— Start Source material —

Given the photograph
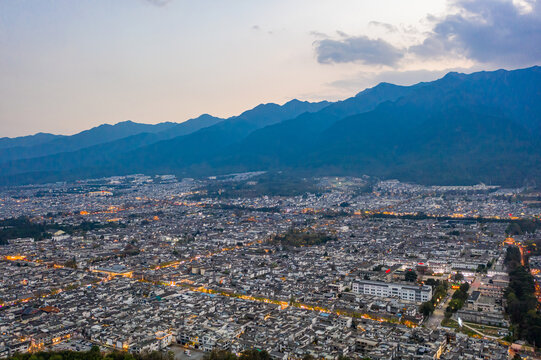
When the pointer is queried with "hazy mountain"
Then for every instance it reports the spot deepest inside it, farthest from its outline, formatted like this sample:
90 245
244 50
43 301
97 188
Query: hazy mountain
97 135
117 157
458 129
30 140
189 126
486 125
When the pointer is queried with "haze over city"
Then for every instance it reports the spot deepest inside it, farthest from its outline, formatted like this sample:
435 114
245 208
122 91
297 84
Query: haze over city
270 180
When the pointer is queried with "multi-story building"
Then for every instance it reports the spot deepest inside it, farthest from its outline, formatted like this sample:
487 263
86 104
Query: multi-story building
418 293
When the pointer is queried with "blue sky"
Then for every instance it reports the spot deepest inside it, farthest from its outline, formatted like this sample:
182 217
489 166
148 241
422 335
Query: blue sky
69 65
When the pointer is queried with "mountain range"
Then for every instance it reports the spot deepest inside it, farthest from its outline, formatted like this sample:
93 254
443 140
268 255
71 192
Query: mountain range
460 129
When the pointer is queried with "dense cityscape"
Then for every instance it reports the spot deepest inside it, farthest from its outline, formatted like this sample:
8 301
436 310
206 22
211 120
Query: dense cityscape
325 268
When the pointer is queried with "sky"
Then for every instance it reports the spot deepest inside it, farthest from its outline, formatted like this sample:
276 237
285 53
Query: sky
66 65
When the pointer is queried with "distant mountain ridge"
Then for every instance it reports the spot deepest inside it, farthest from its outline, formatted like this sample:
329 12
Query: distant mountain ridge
460 129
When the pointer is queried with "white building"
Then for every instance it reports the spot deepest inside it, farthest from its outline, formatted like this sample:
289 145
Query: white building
417 293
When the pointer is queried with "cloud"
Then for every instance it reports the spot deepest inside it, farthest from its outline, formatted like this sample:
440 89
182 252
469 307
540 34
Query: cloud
388 27
409 77
159 3
500 32
357 49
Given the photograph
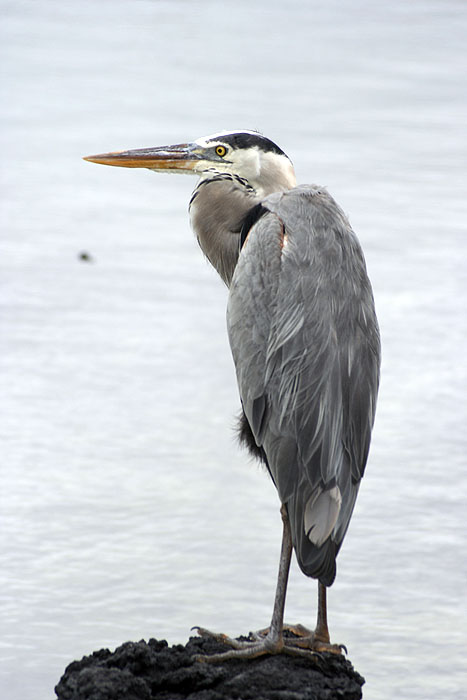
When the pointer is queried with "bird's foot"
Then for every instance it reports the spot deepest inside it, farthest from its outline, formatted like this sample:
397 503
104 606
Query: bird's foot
300 636
256 645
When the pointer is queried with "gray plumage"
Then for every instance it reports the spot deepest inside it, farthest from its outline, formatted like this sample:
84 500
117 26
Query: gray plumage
305 342
302 329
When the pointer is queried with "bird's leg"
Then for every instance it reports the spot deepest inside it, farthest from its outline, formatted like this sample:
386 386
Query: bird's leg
319 640
273 641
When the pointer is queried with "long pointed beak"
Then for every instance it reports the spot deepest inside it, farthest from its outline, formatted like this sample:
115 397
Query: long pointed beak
181 157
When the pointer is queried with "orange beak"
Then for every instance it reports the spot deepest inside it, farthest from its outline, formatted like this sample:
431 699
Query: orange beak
181 157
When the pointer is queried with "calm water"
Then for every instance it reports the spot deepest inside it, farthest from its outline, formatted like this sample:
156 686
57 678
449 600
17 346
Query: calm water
127 510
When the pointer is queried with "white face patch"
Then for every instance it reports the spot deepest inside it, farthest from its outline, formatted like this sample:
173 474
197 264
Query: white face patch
265 169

— End Source material —

The exercise:
Show each line of the items above that contains the word "orange", copying every such line in full.

Answer:
When the pointer is queried with "orange beak"
Query: orange beak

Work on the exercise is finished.